--- Listed entries ---
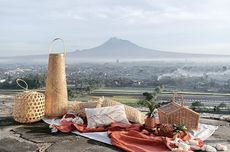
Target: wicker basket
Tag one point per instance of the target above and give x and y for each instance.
(174, 113)
(28, 106)
(56, 87)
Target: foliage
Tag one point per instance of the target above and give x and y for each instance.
(33, 81)
(150, 101)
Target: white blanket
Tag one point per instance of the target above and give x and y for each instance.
(204, 132)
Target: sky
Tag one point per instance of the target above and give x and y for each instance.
(191, 26)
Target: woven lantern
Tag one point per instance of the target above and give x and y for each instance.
(28, 106)
(174, 113)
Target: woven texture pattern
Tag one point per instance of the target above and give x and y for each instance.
(105, 116)
(56, 88)
(133, 115)
(173, 113)
(78, 107)
(28, 107)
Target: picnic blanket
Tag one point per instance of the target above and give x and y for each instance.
(127, 137)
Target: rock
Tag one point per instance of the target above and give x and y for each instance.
(40, 132)
(82, 144)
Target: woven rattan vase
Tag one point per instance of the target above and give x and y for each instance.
(28, 106)
(56, 88)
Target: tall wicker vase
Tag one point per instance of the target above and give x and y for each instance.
(56, 87)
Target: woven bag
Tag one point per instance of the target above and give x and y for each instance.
(133, 114)
(56, 86)
(28, 106)
(174, 113)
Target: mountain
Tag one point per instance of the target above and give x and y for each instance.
(111, 50)
(116, 48)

--- What to do ---
Rewrite every one of the records above with each "instance" changed to "occurrence" and everything else kept the same, leaving out the pictures.

--- Complete output ---
Target: wicker basket
Tag one point per occurrence of the target above and give x and y for each occurrence.
(174, 113)
(28, 106)
(56, 87)
Target: foliage
Tag one point per occurrence of the target above and give x and y for each occurrence.
(33, 81)
(150, 101)
Target: white blanket
Tag one point per occurrence of the target above and give x and y for each occurrence.
(204, 132)
Target: sky
Tag one point per occurrence of the target above and give x and y for each occurrence.
(191, 26)
Target: woven lantern
Tag one point per occurrence of the target above and give x and y for each occurrence.
(28, 106)
(174, 113)
Target: woven texture pattern
Tag one point per occurrence of the target above and give x and y for each occurrence.
(105, 116)
(56, 88)
(133, 115)
(173, 113)
(78, 107)
(28, 107)
Target: picnic blanket
Tag one point per occurrence of the target above and give x and y for each occurrence.
(127, 137)
Target: rock
Tag one point per occurrence of the target above and give x and y for each occurrence.
(40, 132)
(82, 144)
Target: woven rattan vase
Tag one point per occurrence of the target above and give x and y for each occurrence.
(28, 106)
(56, 88)
Target: tall wicker vase
Tag one point per occurrence of the target above and give x and y for each occurrence.
(56, 87)
Target: woven bag
Tag one point per occurrence of the target above and give x and y for each occurrence.
(133, 114)
(56, 86)
(28, 106)
(174, 113)
Target: mountain
Tag one point per occurrence of the target above and give x and y for each occurrence.
(111, 50)
(116, 48)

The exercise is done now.